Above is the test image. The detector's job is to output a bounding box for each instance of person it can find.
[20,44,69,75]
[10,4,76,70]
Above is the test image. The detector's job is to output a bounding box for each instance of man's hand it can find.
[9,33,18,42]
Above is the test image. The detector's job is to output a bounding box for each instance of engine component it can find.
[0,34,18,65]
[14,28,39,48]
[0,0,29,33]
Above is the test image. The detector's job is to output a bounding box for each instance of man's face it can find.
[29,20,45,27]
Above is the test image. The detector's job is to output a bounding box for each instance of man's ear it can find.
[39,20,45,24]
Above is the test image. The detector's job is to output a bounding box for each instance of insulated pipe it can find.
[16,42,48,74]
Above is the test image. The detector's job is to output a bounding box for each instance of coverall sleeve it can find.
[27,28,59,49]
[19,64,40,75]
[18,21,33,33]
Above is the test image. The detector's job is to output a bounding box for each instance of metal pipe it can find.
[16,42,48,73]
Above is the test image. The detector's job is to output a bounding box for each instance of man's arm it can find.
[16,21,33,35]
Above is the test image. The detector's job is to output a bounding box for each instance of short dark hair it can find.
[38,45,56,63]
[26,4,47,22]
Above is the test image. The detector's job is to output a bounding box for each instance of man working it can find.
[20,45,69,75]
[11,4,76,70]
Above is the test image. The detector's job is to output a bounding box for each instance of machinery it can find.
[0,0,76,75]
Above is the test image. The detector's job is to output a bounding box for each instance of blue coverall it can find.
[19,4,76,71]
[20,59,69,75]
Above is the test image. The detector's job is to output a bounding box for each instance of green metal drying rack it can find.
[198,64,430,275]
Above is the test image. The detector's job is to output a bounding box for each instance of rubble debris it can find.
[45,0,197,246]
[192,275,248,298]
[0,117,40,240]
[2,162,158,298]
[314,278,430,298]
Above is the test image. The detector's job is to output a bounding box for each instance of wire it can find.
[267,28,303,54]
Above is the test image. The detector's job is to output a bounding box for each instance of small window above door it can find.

### Job
Repeat every line above word for word.

### Response
Above is the test image. The detector's job is to output a bounding box for each instance of person it can find.
[20,44,69,75]
[10,4,76,70]
Above is the test image. The detector's job is to output a bounding box for each instance of man's hand it can find.
[9,33,18,42]
Above is the test image. The detector's job is to output a bounding box for each instance of engine component it can find.
[0,34,18,65]
[14,28,39,48]
[0,0,29,33]
Above is the test image. The detector's job is to output a bounding box for each instance of man's face it can find.
[29,20,45,27]
Above is the test image. The detector's job is to output a bounding box for each instance of man's ear it can find.
[39,20,45,24]
Above is the test image. The detector's job is to output a bounding box for each instance of insulated pipe it can find.
[16,42,48,74]
Above is the test image. The detector's job is to output a bounding box for each instance of coverall sleeve it can find.
[27,28,59,49]
[19,64,40,75]
[18,21,33,33]
Above is the test image. The detector's job is to output a bounding box for each instance of metal pipe it can find.
[16,42,48,73]
Above is the test image. The detector's job is to output a bounding box for each instance of man's arm it can find.
[16,21,33,35]
Above is the test image. The detector's job is to output a bounding box for each instance of short dark hair it can find.
[38,45,56,63]
[26,4,47,22]
Above is the test image. The detector's job is to output a bounding box for each instance of man working it can find.
[20,45,69,75]
[11,4,76,70]
Above is the test image. The detector's job is to output a bounding box for each instance of machinery it can find.
[0,0,76,75]
Above is the test image. The detector's job is to output a bounding box for each instance of blue coverall it can find.
[19,4,76,71]
[20,59,69,75]
Above is the test image. The detector's job is to output a bounding box for each instance of green metal drying rack it can find.
[198,64,430,275]
Above is the test image. The detector's job is to output a bounding box for each instance of rubble debris it can find.
[45,0,197,246]
[192,275,248,298]
[0,117,40,240]
[2,162,158,298]
[314,278,430,298]
Above is the test image. The detector's job is to output a bounding box for each instance of wire it can find.
[267,28,303,54]
Above is the test image. The detector's job is to output a bounding box for each instance of small window above door it can find.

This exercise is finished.